▸ **What you should do**:
Where the material below has a line containing "Target: asphalt road", start repeating exactly, and keep going through the line containing "For every instance of the fence post, the", with no other lines.
┄┄┄┄┄┄┄┄┄┄┄┄┄┄┄┄┄┄┄┄
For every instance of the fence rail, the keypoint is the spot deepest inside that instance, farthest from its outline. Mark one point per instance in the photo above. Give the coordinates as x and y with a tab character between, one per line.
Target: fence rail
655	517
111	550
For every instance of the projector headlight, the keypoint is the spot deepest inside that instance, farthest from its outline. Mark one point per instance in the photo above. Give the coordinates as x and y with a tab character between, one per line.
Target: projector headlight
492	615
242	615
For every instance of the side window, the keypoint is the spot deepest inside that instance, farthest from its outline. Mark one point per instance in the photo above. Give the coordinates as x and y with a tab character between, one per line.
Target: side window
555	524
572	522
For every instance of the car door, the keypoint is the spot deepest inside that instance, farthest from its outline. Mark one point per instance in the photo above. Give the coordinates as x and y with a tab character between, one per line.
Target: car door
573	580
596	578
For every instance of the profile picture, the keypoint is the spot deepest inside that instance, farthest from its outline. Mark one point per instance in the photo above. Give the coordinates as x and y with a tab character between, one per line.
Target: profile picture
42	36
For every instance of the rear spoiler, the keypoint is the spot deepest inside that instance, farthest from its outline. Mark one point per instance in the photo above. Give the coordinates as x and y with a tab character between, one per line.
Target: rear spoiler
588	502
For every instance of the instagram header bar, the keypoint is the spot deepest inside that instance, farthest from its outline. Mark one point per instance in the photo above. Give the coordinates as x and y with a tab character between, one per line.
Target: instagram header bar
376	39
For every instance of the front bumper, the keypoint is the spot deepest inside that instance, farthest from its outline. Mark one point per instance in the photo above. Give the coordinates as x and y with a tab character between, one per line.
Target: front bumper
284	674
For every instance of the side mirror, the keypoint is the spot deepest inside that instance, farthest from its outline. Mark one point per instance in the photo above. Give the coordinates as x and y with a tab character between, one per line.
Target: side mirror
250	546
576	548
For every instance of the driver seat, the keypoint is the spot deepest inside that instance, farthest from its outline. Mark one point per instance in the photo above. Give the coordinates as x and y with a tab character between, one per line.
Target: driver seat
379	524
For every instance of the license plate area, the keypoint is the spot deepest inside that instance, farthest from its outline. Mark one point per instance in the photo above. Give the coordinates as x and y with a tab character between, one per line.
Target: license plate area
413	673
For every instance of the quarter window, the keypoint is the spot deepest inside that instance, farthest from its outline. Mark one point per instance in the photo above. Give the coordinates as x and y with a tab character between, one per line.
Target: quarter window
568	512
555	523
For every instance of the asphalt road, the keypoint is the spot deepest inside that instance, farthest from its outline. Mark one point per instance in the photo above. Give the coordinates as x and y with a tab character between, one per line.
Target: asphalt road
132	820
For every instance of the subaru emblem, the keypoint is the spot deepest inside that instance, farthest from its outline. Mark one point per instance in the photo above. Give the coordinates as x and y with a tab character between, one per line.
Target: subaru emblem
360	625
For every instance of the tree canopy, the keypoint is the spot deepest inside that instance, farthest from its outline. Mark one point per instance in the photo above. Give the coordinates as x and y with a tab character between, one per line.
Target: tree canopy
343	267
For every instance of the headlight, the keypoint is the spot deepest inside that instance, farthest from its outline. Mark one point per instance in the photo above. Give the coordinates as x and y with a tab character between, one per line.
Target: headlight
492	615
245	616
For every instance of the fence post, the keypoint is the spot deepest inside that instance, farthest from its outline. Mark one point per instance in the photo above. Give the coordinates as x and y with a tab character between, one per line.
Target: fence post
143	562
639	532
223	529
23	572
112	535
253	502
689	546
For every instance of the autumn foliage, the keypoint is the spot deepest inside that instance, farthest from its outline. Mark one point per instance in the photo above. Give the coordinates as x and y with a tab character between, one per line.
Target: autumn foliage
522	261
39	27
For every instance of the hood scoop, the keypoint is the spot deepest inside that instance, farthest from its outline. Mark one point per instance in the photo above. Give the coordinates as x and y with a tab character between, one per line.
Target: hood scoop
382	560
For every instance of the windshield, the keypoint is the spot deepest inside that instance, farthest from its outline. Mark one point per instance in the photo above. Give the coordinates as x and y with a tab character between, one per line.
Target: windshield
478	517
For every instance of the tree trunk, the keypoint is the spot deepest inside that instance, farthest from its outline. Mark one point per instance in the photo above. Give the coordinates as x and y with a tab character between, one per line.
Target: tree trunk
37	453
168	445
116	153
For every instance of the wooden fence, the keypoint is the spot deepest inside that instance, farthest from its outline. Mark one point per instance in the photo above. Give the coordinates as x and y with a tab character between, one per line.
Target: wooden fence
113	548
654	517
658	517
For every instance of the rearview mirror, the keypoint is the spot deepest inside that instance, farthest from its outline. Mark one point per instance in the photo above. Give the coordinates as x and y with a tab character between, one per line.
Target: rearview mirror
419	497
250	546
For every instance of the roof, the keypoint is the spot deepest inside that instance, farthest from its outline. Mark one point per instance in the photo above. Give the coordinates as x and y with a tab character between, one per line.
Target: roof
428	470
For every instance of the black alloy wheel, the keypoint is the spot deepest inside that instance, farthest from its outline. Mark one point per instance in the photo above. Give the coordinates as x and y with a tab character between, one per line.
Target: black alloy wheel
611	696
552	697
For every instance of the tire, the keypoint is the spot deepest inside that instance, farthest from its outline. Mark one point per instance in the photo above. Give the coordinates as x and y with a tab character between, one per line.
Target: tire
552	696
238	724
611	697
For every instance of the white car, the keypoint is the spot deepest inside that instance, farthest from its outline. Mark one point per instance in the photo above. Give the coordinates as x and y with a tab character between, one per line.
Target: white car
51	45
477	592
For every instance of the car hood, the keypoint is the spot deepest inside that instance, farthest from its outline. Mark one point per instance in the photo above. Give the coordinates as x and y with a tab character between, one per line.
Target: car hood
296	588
┄┄┄┄┄┄┄┄┄┄┄┄┄┄┄┄┄┄┄┄
▸ **Answer below**:
Target: asphalt road
132	820
For every instance of the subaru emblem, the keypoint is the spot deepest inside that instance, farthest from its outline. Mark one point per instance in the photo above. Give the coordinates as x and y with a tab character between, one per line.
Target: subaru emblem
360	625
For every instance of the tree canopy, the keypoint is the spot deepest inside that instance, farthest from its outline. Mark one point per instance in the photo above. Give the coordinates as x and y with a tab character between, one per line.
Target: tree canopy
343	267
For every instance of the headlight, the keypoint is the spot deepest inside that instance, farthest from its outline. Mark one point per instance in the photo above. Give the coordinates as x and y with a tab character between, one per line.
Target: headlight
492	615
245	616
For every instance of the fence post, the keypoint is the spot deepest inside that instance, farthest from its outline. Mark one point per instance in the photo above. Give the coordinates as x and y with a tab character between, one per line.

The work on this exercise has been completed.